▶ **The task**
Reproduce each of the following records line for line, changing nothing.

▶ **Stored items**
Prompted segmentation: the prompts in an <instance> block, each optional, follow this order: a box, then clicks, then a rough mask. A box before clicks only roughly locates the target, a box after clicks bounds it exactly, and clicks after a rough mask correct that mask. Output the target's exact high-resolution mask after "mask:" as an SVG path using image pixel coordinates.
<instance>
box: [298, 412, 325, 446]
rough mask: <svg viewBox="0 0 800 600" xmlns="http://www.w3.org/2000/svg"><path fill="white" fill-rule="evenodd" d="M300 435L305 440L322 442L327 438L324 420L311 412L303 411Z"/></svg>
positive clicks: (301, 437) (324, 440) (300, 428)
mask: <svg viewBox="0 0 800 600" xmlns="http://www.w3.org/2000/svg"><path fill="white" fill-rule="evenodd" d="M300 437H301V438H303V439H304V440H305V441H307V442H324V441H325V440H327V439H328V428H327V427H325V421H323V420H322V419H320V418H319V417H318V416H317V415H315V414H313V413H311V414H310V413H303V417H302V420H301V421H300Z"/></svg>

▶ **Result below**
Prompted segmentation: the prompts in an <instance> block, each optional, follow this order: a box, then clicks, then a rough mask. A box before clicks only roughly locates the target, a box after clicks bounds it exactly, and clicks after a rough mask correct that mask. Output the target's exact high-resolution mask after "mask:" as an SVG path using image pixel coordinates.
<instance>
box: [298, 412, 325, 446]
rough mask: <svg viewBox="0 0 800 600" xmlns="http://www.w3.org/2000/svg"><path fill="white" fill-rule="evenodd" d="M300 435L305 440L322 442L327 438L324 420L311 412L303 411Z"/></svg>
positive clicks: (301, 437) (324, 440) (300, 428)
mask: <svg viewBox="0 0 800 600" xmlns="http://www.w3.org/2000/svg"><path fill="white" fill-rule="evenodd" d="M300 437H301V438H303V439H304V440H305V441H307V442H324V441H325V440H327V439H328V428H327V427H325V421H323V420H322V419H320V418H319V417H318V416H317V415H315V414H313V413H311V414H310V413H303V417H302V420H301V421H300Z"/></svg>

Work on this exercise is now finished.